RAW DATA -
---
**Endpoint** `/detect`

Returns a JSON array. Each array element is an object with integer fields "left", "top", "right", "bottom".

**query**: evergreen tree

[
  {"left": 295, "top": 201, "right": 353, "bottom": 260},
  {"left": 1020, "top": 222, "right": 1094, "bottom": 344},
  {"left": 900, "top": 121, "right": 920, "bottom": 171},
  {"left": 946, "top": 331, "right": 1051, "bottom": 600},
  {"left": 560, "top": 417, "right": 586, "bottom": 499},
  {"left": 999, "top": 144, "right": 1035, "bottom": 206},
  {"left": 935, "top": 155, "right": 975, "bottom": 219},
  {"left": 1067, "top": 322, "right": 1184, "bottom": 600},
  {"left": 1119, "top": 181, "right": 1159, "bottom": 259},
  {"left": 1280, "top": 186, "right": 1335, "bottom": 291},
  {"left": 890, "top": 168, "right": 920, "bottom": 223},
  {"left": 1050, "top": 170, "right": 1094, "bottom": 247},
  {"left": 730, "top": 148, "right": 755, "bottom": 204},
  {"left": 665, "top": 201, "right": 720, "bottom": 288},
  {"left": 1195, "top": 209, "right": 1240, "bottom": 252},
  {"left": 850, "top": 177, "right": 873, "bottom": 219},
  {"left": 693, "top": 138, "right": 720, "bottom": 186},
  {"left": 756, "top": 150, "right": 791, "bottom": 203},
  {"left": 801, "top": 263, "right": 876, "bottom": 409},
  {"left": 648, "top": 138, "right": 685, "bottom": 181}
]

EXERCISE -
Turn the records above into a numbered list with one line per item, leaving out the blank lines.

FULL OUTPUT -
1. ---
2. **Endpoint** `/detect`
3. Returns a JSON array. Each array element is an object with integer fields "left", "top", "right", "bottom".
4. **query**: evergreen tree
5. [
6.   {"left": 295, "top": 201, "right": 353, "bottom": 260},
7.   {"left": 1020, "top": 222, "right": 1094, "bottom": 344},
8.   {"left": 900, "top": 121, "right": 920, "bottom": 171},
9.   {"left": 946, "top": 331, "right": 1051, "bottom": 600},
10.   {"left": 560, "top": 417, "right": 586, "bottom": 499},
11.   {"left": 999, "top": 144, "right": 1035, "bottom": 206},
12.   {"left": 935, "top": 155, "right": 975, "bottom": 219},
13.   {"left": 1067, "top": 322, "right": 1184, "bottom": 600},
14.   {"left": 1119, "top": 181, "right": 1159, "bottom": 259},
15.   {"left": 1280, "top": 186, "right": 1335, "bottom": 291},
16.   {"left": 890, "top": 168, "right": 920, "bottom": 223},
17.   {"left": 1050, "top": 170, "right": 1094, "bottom": 247},
18.   {"left": 730, "top": 148, "right": 755, "bottom": 204},
19.   {"left": 665, "top": 201, "right": 720, "bottom": 288},
20.   {"left": 1195, "top": 209, "right": 1240, "bottom": 252},
21.   {"left": 850, "top": 177, "right": 873, "bottom": 219},
22.   {"left": 693, "top": 138, "right": 720, "bottom": 186},
23.   {"left": 756, "top": 150, "right": 791, "bottom": 203},
24.   {"left": 801, "top": 263, "right": 876, "bottom": 409},
25.   {"left": 648, "top": 138, "right": 685, "bottom": 181}
26. ]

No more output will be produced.